TASK REQUIREMENTS: Please copy out every row below without changing a single character.

** start DATASET CONTENT **

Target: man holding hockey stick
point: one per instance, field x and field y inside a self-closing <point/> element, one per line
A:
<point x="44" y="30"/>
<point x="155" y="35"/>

** end DATASET CONTENT **

IN RESPONSE:
Target: man holding hockey stick
point: one per instance, field x and field y inside a self-closing <point/> element, one per line
A:
<point x="44" y="30"/>
<point x="155" y="35"/>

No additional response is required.